- _Extracted data_:
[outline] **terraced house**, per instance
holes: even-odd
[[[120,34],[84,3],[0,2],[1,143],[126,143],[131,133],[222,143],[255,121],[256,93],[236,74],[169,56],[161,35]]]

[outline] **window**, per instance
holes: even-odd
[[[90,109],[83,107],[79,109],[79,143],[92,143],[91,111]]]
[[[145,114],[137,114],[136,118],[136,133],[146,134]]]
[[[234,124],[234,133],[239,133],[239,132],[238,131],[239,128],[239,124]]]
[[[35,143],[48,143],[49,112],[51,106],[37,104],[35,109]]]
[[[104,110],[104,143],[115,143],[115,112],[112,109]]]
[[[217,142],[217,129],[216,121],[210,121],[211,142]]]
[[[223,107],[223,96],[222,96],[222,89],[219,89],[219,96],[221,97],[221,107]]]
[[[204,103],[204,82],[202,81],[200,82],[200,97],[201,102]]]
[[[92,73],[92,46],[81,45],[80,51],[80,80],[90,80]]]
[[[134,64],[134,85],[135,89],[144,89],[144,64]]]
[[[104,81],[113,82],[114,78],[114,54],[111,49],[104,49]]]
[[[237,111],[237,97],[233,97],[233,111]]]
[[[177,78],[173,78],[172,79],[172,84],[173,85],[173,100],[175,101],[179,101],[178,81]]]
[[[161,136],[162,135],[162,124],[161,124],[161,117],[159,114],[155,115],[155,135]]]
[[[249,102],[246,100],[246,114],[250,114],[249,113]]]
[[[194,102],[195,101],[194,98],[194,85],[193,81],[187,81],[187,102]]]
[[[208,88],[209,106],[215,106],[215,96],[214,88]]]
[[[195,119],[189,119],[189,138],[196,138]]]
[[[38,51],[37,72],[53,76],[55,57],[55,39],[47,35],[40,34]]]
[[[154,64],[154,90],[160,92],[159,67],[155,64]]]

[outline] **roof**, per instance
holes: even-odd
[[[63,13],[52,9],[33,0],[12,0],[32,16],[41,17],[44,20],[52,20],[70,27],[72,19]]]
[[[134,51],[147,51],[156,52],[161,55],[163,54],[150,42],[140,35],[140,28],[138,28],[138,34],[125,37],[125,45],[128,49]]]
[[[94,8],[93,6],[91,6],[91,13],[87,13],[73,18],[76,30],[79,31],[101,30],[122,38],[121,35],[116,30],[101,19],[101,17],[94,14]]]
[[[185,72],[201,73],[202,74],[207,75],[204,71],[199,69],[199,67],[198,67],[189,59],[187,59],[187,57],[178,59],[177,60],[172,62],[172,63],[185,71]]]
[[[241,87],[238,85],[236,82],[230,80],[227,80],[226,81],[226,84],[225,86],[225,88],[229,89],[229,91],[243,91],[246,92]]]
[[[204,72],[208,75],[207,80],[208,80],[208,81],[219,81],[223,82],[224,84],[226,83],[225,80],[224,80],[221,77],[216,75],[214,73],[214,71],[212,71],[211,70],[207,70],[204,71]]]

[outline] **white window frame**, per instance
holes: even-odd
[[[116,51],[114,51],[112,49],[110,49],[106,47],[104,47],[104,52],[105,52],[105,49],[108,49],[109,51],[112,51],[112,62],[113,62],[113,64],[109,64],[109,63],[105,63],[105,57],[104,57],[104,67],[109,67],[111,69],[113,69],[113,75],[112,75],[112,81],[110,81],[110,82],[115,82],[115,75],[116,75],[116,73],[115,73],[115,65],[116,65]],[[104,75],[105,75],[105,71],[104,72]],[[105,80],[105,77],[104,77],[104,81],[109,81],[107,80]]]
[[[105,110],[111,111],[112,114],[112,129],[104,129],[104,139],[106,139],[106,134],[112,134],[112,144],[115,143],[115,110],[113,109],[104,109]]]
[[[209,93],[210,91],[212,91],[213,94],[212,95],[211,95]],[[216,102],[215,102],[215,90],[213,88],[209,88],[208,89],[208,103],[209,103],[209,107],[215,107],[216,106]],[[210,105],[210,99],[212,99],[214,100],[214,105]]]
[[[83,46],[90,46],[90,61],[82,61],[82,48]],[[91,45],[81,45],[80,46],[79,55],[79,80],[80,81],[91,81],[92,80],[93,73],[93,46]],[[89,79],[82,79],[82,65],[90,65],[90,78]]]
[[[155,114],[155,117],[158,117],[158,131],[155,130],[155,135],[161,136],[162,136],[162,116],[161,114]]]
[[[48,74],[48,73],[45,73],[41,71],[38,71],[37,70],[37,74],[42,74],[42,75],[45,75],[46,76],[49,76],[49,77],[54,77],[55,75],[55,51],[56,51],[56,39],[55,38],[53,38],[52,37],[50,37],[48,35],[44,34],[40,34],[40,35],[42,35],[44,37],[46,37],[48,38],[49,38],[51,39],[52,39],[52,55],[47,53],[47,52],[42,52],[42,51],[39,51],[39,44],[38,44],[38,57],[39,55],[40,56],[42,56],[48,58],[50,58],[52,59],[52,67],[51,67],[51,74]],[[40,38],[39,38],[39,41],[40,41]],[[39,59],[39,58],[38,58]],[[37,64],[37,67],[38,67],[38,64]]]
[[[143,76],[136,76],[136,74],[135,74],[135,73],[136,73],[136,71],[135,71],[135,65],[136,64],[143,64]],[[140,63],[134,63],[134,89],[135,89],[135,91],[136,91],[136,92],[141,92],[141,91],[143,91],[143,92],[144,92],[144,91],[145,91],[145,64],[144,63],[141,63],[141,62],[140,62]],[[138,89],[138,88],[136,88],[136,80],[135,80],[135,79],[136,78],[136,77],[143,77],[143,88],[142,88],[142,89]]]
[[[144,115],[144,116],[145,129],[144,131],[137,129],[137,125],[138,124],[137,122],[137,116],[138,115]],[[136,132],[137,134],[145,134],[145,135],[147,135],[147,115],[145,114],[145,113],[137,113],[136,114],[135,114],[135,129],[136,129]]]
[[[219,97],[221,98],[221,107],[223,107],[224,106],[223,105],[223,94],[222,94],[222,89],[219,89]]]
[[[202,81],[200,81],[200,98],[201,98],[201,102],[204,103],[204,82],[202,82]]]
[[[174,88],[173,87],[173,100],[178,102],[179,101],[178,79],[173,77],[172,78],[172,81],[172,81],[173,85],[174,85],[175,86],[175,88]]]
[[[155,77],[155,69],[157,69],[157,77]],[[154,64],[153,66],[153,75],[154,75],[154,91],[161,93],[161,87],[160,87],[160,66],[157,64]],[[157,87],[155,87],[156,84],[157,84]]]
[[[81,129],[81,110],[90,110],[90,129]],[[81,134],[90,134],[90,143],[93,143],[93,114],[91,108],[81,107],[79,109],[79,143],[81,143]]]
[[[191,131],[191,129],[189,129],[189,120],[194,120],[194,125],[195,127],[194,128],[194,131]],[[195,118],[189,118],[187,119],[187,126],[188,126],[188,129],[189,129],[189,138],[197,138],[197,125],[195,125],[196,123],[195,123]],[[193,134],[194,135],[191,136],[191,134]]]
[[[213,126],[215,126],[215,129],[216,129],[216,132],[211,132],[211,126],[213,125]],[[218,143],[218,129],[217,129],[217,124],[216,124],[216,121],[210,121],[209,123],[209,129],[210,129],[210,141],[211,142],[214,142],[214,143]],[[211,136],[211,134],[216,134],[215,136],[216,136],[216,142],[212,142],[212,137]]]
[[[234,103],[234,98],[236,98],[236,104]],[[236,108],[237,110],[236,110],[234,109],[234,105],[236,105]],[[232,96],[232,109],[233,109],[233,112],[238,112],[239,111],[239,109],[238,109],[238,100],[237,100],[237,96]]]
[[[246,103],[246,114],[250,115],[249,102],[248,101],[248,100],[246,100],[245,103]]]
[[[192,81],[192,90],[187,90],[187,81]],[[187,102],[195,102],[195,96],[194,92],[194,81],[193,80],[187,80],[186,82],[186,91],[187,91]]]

- _Exercise directions_:
Turn every line of the listing above into a numbered list, leaving out the blank lines.

- _Task response_:
1. [outline] **terraced house**, per instance
2. holes: even-odd
3. [[[120,34],[84,3],[0,2],[1,143],[126,143],[131,133],[222,143],[255,121],[256,93],[236,74],[169,56],[161,35]]]
4. [outline] **window**, per instance
5. holes: even-odd
6. [[[90,109],[83,107],[79,109],[79,143],[92,143],[91,111]]]
7. [[[145,114],[137,114],[136,118],[136,133],[146,134]]]
8. [[[234,124],[234,133],[239,133],[239,132],[238,131],[239,128],[239,124]]]
9. [[[35,143],[48,143],[49,112],[51,106],[37,104],[35,109]]]
10. [[[104,110],[104,143],[115,143],[115,112],[112,109]]]
11. [[[217,142],[217,129],[216,121],[210,121],[211,142]]]
12. [[[223,107],[223,96],[222,96],[222,89],[219,89],[219,96],[221,97],[221,107]]]
13. [[[204,103],[204,82],[202,81],[200,82],[200,97],[201,102]]]
14. [[[92,73],[92,46],[81,45],[80,51],[80,80],[90,80]]]
15. [[[134,64],[134,85],[135,89],[144,89],[144,64]]]
16. [[[104,81],[113,82],[114,78],[114,54],[111,49],[104,49]]]
17. [[[237,111],[237,97],[233,97],[233,111]]]
18. [[[177,78],[173,78],[172,79],[172,84],[173,85],[173,100],[175,101],[179,101],[178,81]]]
19. [[[161,136],[162,135],[162,124],[161,124],[161,117],[159,114],[155,115],[155,135]]]
20. [[[249,102],[246,100],[246,114],[250,114],[249,113]]]
21. [[[194,102],[195,101],[194,98],[194,85],[193,81],[187,81],[187,102]]]
22. [[[208,88],[209,106],[215,106],[215,96],[214,88]]]
23. [[[195,119],[189,119],[189,138],[196,138]]]
24. [[[38,51],[37,72],[53,76],[55,57],[55,39],[47,35],[40,34]]]
25. [[[154,64],[154,90],[160,92],[159,67],[155,64]]]
26. [outline] **roof**, per instance
27. holes: even-odd
28. [[[63,13],[52,9],[33,0],[12,0],[32,16],[41,17],[44,20],[52,20],[70,27],[72,19]]]
29. [[[134,51],[147,51],[156,52],[161,55],[163,54],[150,42],[140,35],[140,28],[138,28],[138,34],[125,37],[125,45],[128,49]]]
30. [[[94,8],[93,6],[91,6],[91,13],[87,13],[73,18],[76,30],[79,31],[101,30],[122,38],[121,35],[116,30],[101,19],[101,17],[94,14]]]
31. [[[185,72],[201,73],[202,74],[207,75],[204,71],[199,69],[199,67],[198,67],[189,59],[187,59],[187,57],[178,59],[177,60],[172,62],[172,63],[185,71]]]
32. [[[241,87],[238,85],[236,82],[230,80],[227,80],[226,81],[226,84],[225,86],[225,88],[229,89],[229,91],[243,91],[246,92]]]
33. [[[204,72],[208,75],[207,80],[208,80],[208,81],[219,81],[223,82],[224,84],[226,83],[225,80],[224,80],[221,77],[216,75],[214,73],[214,71],[212,71],[211,70],[207,70],[204,71]]]
34. [outline] **white window frame**, per instance
35. holes: even-odd
36. [[[116,51],[114,51],[112,49],[110,49],[106,47],[104,47],[104,52],[105,52],[105,49],[108,49],[109,51],[112,51],[112,62],[113,62],[113,64],[109,64],[109,63],[105,63],[105,57],[104,57],[104,67],[109,67],[111,69],[113,69],[113,75],[112,75],[112,81],[110,81],[110,82],[115,82],[115,75],[116,75],[116,73],[115,73],[115,65],[116,65]],[[104,75],[105,75],[105,71],[104,72]],[[105,80],[105,77],[104,77],[104,81],[109,81],[107,80]]]
37. [[[105,110],[111,111],[112,114],[112,129],[104,129],[104,139],[106,139],[106,134],[112,134],[112,144],[115,143],[115,110],[113,109],[104,109]]]
38. [[[209,93],[210,91],[212,91],[213,94],[212,95],[211,95]],[[216,102],[215,102],[215,90],[213,88],[209,88],[208,89],[208,103],[209,103],[209,107],[215,107],[216,106]],[[210,105],[210,99],[212,99],[214,100],[214,105]]]
39. [[[83,46],[90,46],[90,61],[82,61],[82,48]],[[91,45],[81,45],[80,46],[79,55],[79,80],[80,81],[91,81],[92,80],[93,73],[93,46]],[[89,79],[82,79],[82,65],[90,65],[90,78]]]
40. [[[155,114],[155,117],[158,117],[158,131],[155,130],[155,135],[161,136],[162,136],[162,116],[161,114]]]
41. [[[48,74],[48,73],[45,73],[41,71],[38,71],[37,70],[37,74],[42,74],[42,75],[45,75],[46,76],[49,76],[49,77],[54,77],[55,75],[55,51],[56,51],[56,39],[55,38],[53,38],[52,37],[50,37],[48,35],[44,34],[40,34],[40,35],[42,35],[44,37],[46,37],[48,38],[49,38],[51,39],[52,39],[52,55],[47,53],[47,52],[42,52],[42,51],[39,51],[39,44],[38,44],[38,57],[39,55],[40,56],[42,56],[48,58],[50,58],[52,59],[52,67],[51,67],[51,74]],[[40,38],[39,38],[39,41],[40,41]],[[39,59],[39,58],[38,58]],[[37,64],[37,67],[38,67],[38,64]]]
42. [[[143,76],[136,76],[136,74],[135,74],[135,73],[136,73],[136,71],[135,71],[135,65],[136,64],[143,64]],[[140,63],[134,63],[134,89],[135,89],[135,91],[136,91],[136,92],[141,92],[141,91],[143,91],[143,92],[144,92],[144,91],[145,91],[145,64],[144,63],[141,63],[141,62],[140,62]],[[138,89],[138,88],[136,88],[136,80],[135,80],[135,79],[136,78],[136,77],[143,77],[143,88],[142,88],[142,89]]]
43. [[[144,115],[144,116],[145,129],[144,131],[137,129],[137,125],[138,124],[137,122],[137,116],[138,115]],[[136,132],[137,134],[145,134],[145,135],[147,135],[147,115],[145,114],[145,113],[137,113],[136,114],[135,114],[135,129],[136,129]]]
44. [[[219,97],[221,98],[221,107],[223,107],[224,106],[223,105],[223,94],[222,94],[222,89],[219,89]]]
45. [[[202,81],[200,81],[200,98],[201,98],[201,102],[204,103],[204,82],[202,82]]]
46. [[[174,88],[173,87],[173,100],[178,102],[179,101],[178,79],[173,77],[172,78],[172,81],[172,81],[173,85],[174,85],[175,86],[175,88]]]
47. [[[155,77],[155,69],[157,69],[157,77]],[[154,64],[153,66],[153,75],[154,75],[154,91],[161,93],[161,87],[160,87],[160,66],[157,64]],[[157,87],[155,87],[156,84],[157,84]]]
48. [[[81,129],[81,110],[90,110],[90,129]],[[81,134],[90,134],[90,143],[93,143],[93,114],[91,108],[81,107],[79,109],[79,143],[81,143]]]
49. [[[191,131],[191,129],[189,129],[189,120],[194,120],[194,125],[195,127],[194,128],[194,131]],[[195,118],[189,118],[187,119],[187,126],[188,126],[188,129],[189,129],[189,138],[197,138],[197,125],[195,125],[196,123],[195,123]],[[193,134],[194,135],[191,136],[191,134]]]
50. [[[213,126],[215,126],[215,129],[216,129],[216,132],[211,132],[211,126],[213,125]],[[218,143],[218,129],[217,129],[217,124],[216,124],[216,121],[210,121],[209,123],[209,129],[210,129],[210,141],[211,142],[214,142],[214,143]],[[211,136],[211,134],[216,134],[215,136],[216,136],[216,142],[212,142],[212,137]]]
51. [[[234,103],[234,98],[236,98],[236,104]],[[236,108],[237,110],[236,110],[234,109],[234,105],[236,105]],[[232,96],[232,109],[233,109],[233,112],[238,112],[239,111],[239,109],[238,109],[238,100],[237,100],[237,96]]]
52. [[[246,103],[246,114],[250,115],[249,102],[248,101],[248,100],[246,100],[245,103]]]
53. [[[192,81],[192,90],[187,90],[187,81]],[[187,102],[195,102],[195,96],[194,92],[194,81],[193,80],[187,80],[186,82],[186,91],[187,91]]]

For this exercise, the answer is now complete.